### Phrase grounding data
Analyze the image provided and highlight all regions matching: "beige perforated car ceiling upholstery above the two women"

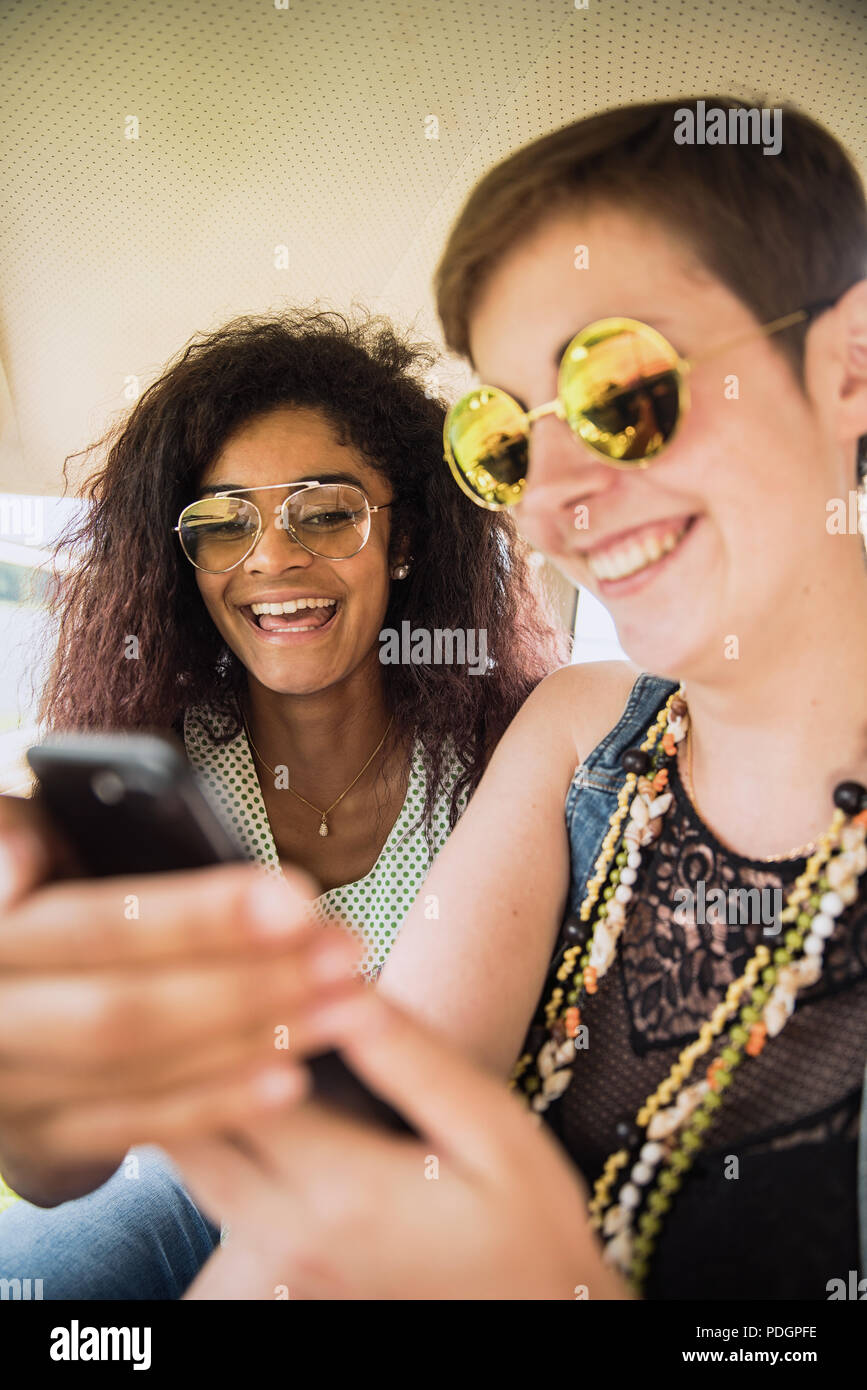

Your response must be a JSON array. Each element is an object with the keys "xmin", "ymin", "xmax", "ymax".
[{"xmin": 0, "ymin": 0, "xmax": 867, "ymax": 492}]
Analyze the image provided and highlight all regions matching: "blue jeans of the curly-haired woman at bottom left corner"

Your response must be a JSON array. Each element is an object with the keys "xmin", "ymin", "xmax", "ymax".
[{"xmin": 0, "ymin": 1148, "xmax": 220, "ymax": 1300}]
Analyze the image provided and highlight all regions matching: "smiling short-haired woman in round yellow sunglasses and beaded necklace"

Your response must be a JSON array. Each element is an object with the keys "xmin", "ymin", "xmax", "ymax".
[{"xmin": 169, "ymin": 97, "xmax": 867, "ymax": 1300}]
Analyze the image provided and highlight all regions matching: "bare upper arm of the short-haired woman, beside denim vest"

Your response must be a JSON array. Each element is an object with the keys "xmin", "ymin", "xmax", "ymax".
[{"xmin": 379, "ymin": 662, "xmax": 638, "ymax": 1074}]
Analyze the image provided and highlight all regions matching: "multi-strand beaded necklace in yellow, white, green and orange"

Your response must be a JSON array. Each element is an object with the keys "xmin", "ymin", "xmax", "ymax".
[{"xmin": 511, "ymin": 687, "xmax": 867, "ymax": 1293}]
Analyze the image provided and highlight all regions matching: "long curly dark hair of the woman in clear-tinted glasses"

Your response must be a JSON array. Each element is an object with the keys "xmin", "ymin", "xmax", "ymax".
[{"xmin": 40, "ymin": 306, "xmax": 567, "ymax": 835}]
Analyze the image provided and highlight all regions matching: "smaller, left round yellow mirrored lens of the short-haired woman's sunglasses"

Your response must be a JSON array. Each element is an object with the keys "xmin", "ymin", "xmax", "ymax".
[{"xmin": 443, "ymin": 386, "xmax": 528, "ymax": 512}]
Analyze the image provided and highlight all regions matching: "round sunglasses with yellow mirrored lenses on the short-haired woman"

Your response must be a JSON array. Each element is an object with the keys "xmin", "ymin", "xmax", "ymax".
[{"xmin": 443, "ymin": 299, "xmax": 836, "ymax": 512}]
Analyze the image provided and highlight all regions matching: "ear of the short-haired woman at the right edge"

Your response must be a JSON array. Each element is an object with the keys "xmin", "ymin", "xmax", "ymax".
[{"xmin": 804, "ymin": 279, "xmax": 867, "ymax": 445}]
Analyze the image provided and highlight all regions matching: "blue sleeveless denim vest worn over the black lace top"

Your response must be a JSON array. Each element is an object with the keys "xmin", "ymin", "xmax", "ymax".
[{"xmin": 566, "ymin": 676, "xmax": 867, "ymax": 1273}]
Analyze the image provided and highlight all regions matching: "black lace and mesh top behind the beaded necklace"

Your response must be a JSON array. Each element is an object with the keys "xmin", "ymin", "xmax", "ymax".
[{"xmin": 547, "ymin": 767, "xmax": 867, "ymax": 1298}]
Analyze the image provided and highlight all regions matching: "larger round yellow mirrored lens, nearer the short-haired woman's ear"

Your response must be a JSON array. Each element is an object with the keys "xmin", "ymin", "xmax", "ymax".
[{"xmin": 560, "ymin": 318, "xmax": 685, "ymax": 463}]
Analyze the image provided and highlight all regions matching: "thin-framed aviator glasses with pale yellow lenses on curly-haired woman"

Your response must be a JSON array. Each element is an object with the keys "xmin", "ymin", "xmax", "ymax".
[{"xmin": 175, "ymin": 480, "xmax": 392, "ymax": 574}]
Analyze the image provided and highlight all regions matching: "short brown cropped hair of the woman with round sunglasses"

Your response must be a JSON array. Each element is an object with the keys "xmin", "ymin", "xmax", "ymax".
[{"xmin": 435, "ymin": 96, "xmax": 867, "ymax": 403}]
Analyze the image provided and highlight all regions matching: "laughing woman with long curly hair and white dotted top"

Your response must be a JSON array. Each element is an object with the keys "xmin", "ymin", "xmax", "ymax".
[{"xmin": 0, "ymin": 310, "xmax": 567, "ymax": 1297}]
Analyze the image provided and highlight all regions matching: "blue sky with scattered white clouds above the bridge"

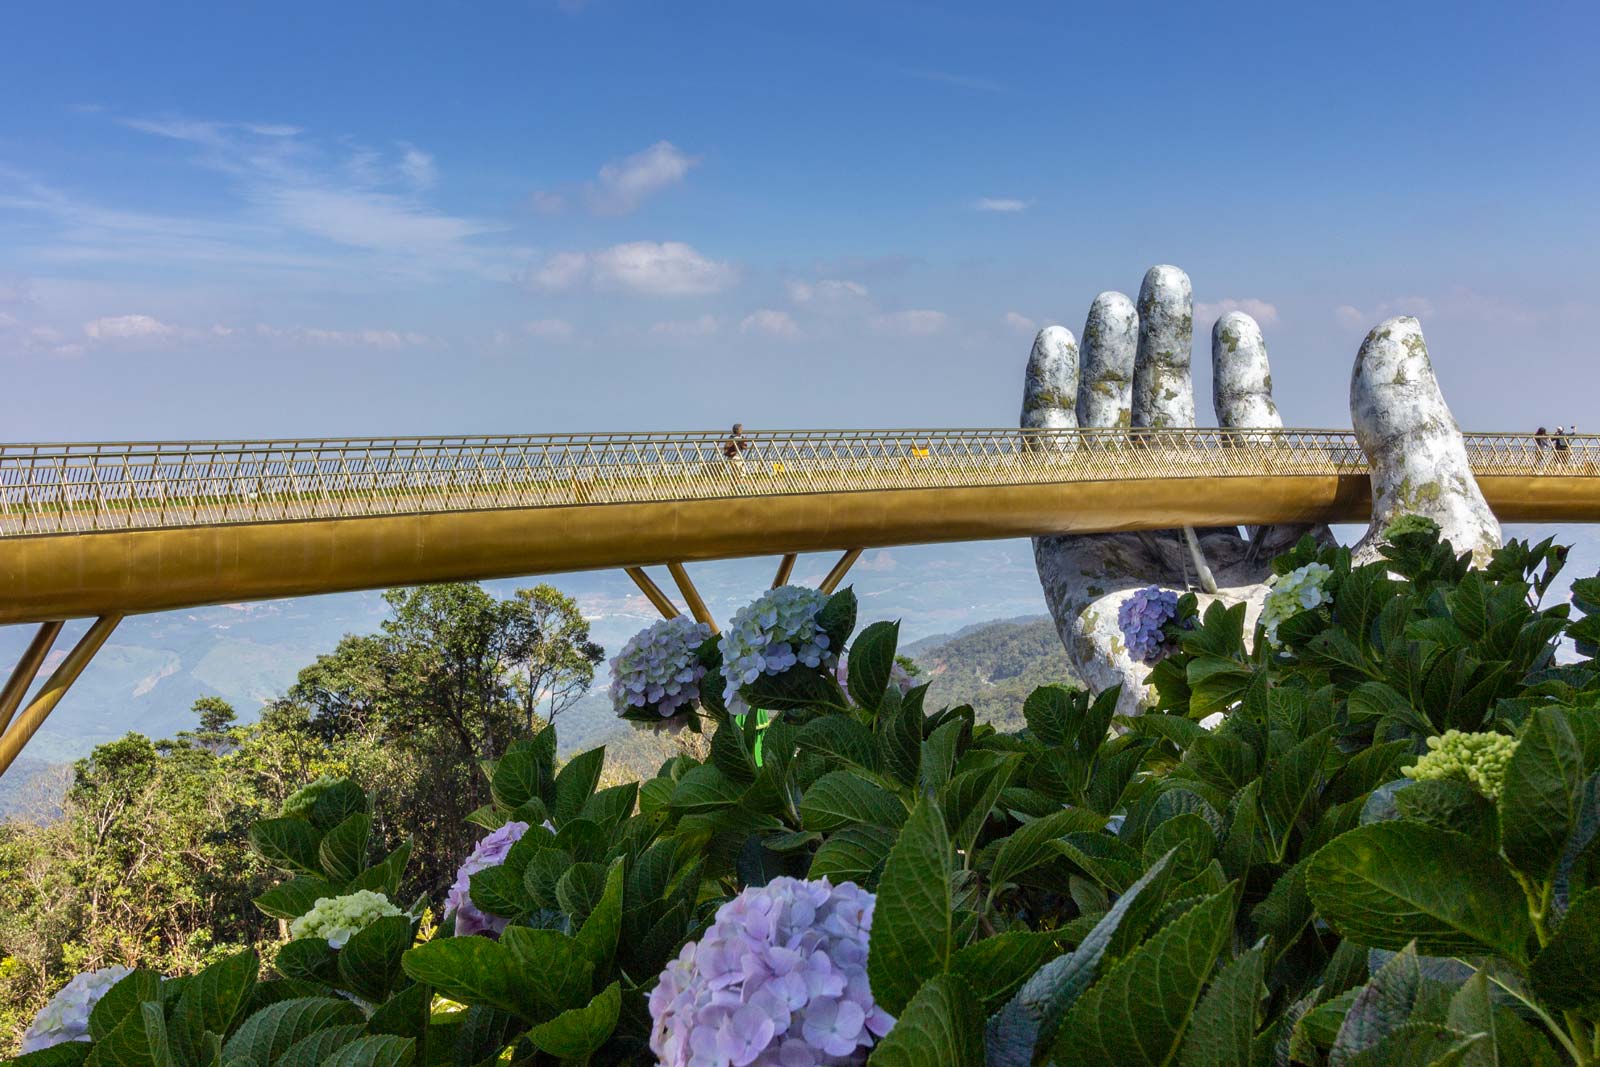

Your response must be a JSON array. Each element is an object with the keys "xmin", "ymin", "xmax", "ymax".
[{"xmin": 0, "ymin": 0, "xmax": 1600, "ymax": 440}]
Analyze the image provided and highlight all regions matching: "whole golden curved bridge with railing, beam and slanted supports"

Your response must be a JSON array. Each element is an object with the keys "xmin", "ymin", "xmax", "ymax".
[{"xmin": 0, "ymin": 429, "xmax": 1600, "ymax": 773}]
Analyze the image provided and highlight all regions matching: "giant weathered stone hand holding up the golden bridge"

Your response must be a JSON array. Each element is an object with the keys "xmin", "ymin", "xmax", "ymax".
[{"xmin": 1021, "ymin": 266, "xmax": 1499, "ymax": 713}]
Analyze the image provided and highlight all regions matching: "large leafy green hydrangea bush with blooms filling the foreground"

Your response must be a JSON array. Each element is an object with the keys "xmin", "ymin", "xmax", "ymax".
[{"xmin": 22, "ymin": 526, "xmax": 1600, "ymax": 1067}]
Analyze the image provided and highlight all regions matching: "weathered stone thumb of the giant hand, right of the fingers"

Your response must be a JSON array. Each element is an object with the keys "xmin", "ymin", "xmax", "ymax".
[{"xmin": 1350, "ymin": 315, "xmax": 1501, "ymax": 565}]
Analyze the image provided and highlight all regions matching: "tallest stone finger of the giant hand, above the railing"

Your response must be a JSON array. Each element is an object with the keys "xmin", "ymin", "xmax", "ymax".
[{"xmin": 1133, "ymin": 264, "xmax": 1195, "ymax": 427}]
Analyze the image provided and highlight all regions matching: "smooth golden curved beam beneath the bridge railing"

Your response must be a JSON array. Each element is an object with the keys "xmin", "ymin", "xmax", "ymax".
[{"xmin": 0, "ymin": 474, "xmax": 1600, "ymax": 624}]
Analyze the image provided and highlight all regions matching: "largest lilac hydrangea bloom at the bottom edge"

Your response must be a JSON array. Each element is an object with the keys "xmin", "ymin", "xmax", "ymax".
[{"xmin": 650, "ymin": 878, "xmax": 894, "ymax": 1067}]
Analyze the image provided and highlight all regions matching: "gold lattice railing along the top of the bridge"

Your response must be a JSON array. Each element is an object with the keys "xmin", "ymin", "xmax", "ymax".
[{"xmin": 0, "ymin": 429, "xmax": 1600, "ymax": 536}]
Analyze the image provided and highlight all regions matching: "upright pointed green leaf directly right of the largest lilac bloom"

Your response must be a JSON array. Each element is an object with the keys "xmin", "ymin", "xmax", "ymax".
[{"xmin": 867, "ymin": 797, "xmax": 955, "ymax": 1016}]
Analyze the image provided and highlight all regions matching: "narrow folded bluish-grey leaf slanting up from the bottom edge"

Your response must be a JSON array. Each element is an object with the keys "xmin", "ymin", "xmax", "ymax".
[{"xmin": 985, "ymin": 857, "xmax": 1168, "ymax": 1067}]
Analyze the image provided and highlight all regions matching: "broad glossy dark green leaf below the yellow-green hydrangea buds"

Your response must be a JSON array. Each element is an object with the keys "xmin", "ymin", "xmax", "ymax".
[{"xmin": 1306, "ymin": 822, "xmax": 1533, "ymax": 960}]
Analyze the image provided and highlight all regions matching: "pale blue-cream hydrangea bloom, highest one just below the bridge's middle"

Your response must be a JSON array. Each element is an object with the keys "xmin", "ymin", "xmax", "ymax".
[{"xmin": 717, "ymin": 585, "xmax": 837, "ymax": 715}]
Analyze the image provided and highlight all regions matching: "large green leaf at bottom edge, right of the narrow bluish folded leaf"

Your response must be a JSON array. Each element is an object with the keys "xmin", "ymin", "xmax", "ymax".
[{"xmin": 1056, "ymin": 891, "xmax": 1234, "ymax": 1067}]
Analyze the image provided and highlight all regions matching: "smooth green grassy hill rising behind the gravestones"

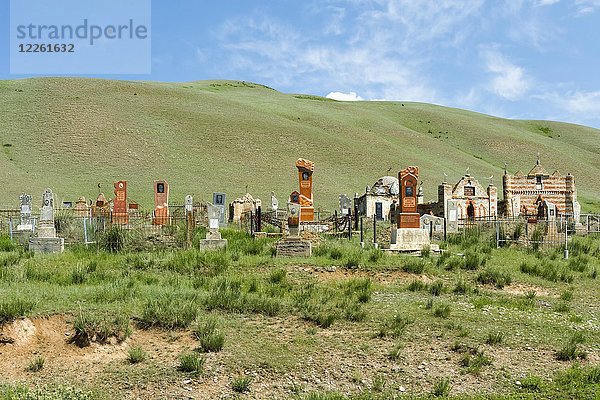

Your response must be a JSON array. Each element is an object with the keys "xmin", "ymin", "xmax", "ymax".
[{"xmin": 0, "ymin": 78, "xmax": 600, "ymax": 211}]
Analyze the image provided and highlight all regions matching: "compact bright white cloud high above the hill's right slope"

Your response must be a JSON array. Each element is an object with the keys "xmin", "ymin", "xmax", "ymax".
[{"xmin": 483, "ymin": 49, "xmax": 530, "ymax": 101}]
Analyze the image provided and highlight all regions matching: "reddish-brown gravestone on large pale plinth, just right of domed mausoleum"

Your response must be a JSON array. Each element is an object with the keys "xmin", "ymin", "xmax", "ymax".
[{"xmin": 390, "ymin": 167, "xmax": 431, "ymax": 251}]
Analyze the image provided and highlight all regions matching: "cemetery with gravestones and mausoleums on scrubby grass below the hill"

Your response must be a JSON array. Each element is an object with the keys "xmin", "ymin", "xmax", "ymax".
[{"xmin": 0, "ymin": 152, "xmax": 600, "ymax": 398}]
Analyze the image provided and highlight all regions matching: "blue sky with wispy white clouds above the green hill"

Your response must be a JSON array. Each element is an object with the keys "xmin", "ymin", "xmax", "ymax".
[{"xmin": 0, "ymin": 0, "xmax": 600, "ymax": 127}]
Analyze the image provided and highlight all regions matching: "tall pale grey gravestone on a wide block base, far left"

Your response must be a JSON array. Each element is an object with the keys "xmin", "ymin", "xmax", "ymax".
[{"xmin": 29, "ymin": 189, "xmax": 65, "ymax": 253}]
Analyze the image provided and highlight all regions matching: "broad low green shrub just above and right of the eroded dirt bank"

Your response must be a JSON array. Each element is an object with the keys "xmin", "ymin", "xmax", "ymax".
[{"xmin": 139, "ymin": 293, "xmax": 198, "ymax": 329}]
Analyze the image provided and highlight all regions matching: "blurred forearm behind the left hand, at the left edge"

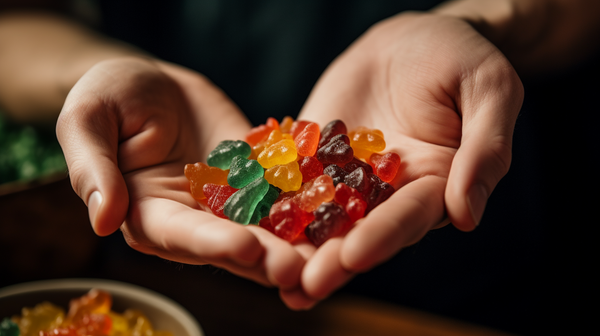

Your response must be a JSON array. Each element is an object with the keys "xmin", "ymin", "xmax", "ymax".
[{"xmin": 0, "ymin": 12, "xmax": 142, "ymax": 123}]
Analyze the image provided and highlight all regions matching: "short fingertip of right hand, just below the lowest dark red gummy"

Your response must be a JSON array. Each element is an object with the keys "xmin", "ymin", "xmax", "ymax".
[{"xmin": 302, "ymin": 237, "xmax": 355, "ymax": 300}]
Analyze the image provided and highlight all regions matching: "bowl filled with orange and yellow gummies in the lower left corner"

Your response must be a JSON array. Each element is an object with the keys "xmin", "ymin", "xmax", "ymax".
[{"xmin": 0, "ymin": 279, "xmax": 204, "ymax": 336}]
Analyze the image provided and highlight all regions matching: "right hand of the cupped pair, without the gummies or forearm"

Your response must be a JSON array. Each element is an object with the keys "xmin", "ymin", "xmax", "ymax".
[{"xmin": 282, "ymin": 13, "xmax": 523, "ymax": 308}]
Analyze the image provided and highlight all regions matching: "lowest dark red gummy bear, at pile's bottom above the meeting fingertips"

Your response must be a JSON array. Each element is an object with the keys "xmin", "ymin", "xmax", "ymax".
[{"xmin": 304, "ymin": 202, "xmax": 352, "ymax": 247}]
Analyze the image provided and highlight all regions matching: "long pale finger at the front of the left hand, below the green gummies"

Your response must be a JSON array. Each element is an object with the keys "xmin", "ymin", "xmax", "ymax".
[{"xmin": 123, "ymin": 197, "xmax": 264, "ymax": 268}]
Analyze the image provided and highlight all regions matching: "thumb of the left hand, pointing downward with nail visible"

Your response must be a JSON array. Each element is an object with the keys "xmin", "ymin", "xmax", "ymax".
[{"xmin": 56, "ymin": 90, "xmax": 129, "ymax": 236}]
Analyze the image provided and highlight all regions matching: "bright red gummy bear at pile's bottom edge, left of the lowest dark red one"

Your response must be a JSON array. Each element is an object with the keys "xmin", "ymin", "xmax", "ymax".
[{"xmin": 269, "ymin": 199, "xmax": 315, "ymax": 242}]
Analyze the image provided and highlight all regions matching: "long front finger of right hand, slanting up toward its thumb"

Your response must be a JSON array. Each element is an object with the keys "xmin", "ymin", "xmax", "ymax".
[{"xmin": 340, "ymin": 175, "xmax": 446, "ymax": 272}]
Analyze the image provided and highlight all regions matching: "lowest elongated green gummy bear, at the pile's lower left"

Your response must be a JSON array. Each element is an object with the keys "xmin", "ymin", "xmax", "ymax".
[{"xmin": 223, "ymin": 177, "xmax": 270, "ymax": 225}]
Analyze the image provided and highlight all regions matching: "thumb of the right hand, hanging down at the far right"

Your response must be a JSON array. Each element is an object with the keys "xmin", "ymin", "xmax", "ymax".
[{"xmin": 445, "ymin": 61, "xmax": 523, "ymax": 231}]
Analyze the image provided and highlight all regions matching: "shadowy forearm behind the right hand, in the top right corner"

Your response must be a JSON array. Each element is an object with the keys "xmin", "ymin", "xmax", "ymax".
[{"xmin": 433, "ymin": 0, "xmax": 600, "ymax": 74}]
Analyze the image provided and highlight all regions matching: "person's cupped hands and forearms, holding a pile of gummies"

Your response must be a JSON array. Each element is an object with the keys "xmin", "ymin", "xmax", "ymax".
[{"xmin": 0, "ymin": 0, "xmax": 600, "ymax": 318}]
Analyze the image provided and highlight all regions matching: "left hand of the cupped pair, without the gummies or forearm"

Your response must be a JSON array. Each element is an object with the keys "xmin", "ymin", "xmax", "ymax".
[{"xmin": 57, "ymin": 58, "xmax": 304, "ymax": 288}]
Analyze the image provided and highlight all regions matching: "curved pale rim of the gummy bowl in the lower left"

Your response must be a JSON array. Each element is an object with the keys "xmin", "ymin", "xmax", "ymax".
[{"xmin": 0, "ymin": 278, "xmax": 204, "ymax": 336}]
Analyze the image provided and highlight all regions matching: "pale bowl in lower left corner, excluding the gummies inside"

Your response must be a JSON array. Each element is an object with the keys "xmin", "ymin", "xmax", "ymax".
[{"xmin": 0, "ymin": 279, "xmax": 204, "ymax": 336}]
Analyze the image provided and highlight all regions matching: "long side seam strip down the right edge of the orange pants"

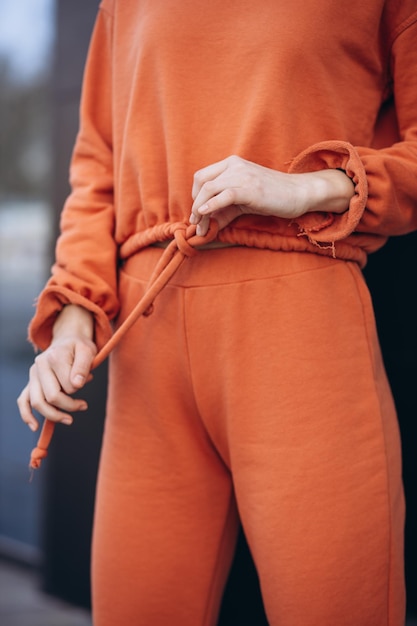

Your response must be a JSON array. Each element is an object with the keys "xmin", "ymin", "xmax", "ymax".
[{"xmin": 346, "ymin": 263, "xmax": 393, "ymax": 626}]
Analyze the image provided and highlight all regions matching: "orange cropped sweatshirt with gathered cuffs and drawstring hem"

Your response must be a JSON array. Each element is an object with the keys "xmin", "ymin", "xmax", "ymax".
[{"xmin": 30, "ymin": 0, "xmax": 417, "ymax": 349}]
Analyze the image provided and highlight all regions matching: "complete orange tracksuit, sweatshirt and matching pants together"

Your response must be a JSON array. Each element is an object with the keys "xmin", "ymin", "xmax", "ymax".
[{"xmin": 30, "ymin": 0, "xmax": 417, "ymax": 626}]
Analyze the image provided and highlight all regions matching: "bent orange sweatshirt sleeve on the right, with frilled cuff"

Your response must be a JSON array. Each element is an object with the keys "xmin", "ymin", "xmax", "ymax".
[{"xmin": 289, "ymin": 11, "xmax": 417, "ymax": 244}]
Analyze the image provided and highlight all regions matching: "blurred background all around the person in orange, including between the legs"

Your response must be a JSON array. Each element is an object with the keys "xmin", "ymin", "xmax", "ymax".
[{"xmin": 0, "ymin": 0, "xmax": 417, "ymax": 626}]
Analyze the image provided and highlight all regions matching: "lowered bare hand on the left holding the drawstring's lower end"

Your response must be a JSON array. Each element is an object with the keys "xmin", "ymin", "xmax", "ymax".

### EXERCISE INSTRUCTIONS
Scan the entries above for the string "pale" and copy each line that contains it.

### FINISHED TASK
Analyze the image provided and highlight all regions matching: "thin-framed aviator glasses with pale yellow lenses on curly-haired woman"
Analyze the image provided and highlight all regions matching: "pale blue-cream hydrangea bloom, highest one just below the bridge's middle"
Analyze the image provided and highlight all regions matching: "reddish-brown gravestone on large pale plinth, just right of domed mausoleum"
Analyze the image provided and highlight all regions matching: "tall pale grey gravestone on a wide block base, far left"
Analyze the image provided and highlight all regions matching: "long pale finger at the front of the left hand, below the green gummies"
Analyze the image provided and highlight all regions matching: "curved pale rim of the gummy bowl in the lower left"
Analyze the image provided and highlight all regions matching: "pale bowl in lower left corner, excluding the gummies inside"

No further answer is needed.